:: DOCUMENT PASSAGE ::
****************

Having trouble restoring our backups

Bryan Murphy <bmurphy1976@xxxxxxxxx> · Fri, 12 Jun 2009 10:24:34 -0500

Hey guys, I'm having difficulty restoring some of our backups.  Luckily, I'm only trying to do this to bring up a copy of our database for testing purposes, but this still has me freaked out because it means we currently have no valid backups and are only running with a single warm spare.

Our primary database is on a RAID-10 that can't take snapshots and is very overworked, so we ship our wal files to a warm standby server.  Every day or two I log in to the warm standby and run the following commands:

1. xfs_freeze -f /srv   (this is where the entire postgres tree is mounted, no funny business with symlinks)
2. * take file system snapshot, wait about 30 seconds for snapshot to start running *
3. xfs_freeze -u /srv

I don't exactly know how the snapshotting works (it's an Amazon EBS volume), so I don't know if I should wait until the snapshotting is 100% complete before I unfreeze the volume.  This whole process can easily take 30 minutes to an hour, so I am also concerned that if I wait that long to unfreeze the volume I may cause an excessive backlog of wal files that are not getting applied to the warm spare.

Now, when I try to restore one of these snapshots, I do the following:

1. create new share from snapshot
2. mount new share in new Linux instance
3. start postgres, verify that it's running and is still in recovery mode
4. touch my go live file and bring the database up

I've done this successfully in the past.  Today, however, I'm running into this problem when I try to run some queries:

ERROR:  could not access status of transaction 237546265
DETAIL:  Could not open file "pg_clog/00E2": No such file or directory.

I tried creating the missing files last night using dd, and I was able to get the database to a point where I was able to run queries against it, however it was missing data that should have been there.  I tried again this morning with a different snapshot and I've run into the same problem again.

What am I doing wrong?  FYI, we're running 8.3.7.

Thanks,
Bryan

****************

:: ENTRIES PROVIDED ::
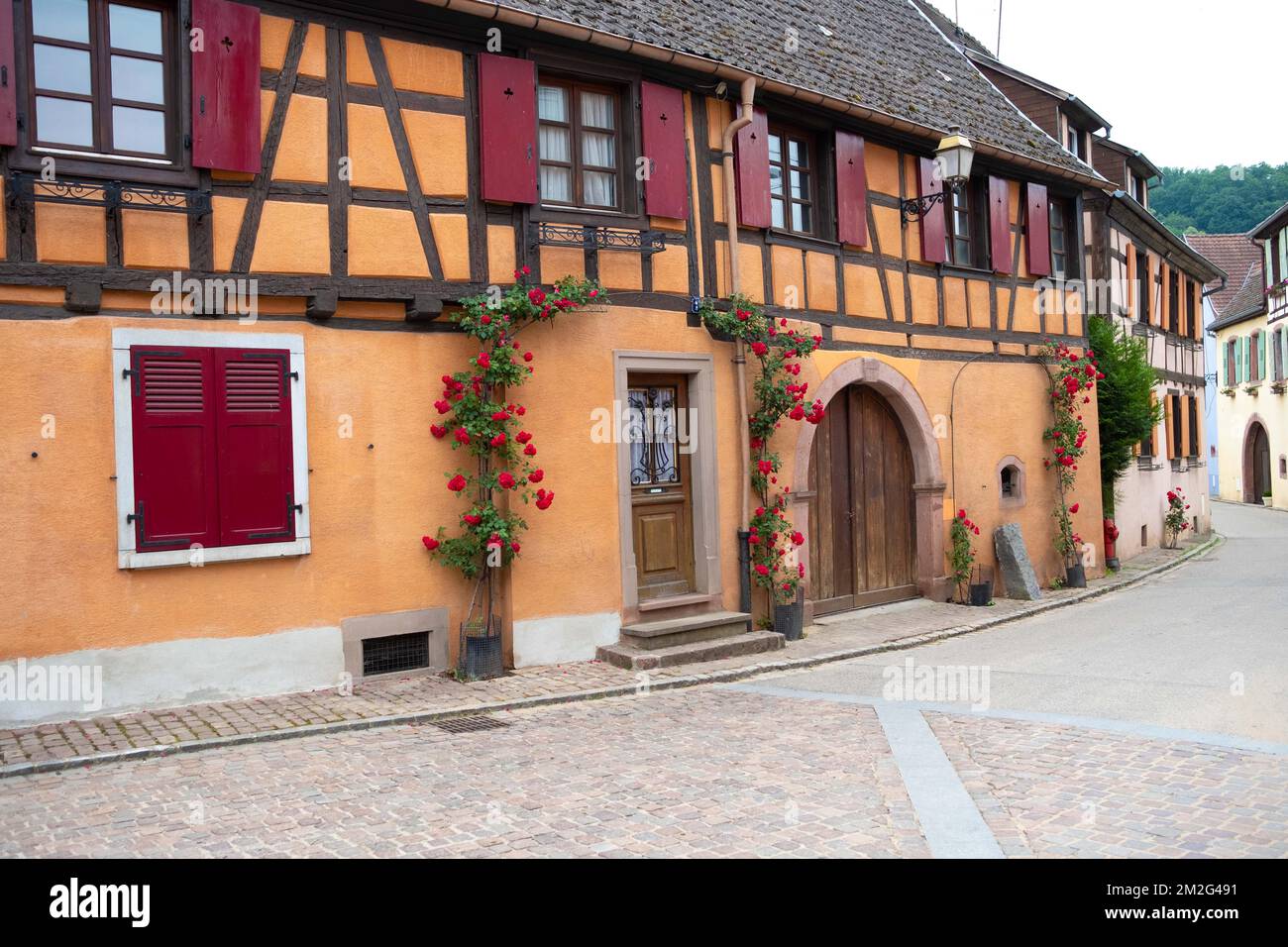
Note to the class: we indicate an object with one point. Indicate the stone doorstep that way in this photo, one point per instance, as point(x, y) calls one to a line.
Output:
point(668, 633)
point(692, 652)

****************

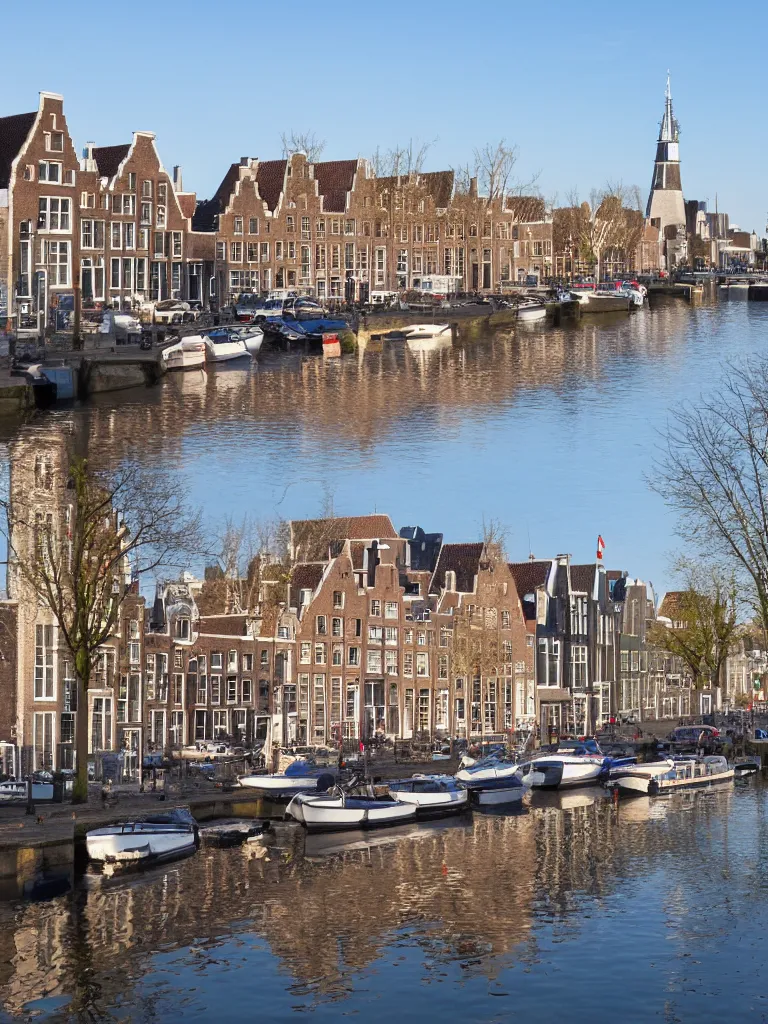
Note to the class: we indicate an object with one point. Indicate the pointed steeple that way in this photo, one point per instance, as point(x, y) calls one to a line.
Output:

****************

:: TO BE DONE ::
A: In the forum post on restoring backups, what kind of volume is being snapshotted?
B: In the forum post on restoring backups, rewrite the passage from "ERROR:  could not" up to and including "same problem again.", swapping "last night" for "yesterday evening".
The records have no connection to the forum post.

:: SOLUTIONS TO EACH TASK ::
A: An Amazon EBS volume.

B:
ERROR:  could not access status of transaction 237546265
DETAIL:  Could not open file "pg_clog/00E2": No such file or directory.

I tried creating the missing files yesterday evening using dd, and I was able to get the database to a point where I was able to run queries against it, however it was missing data that should have been there.  I tried again this morning with a different snapshot and I've run into the same problem again.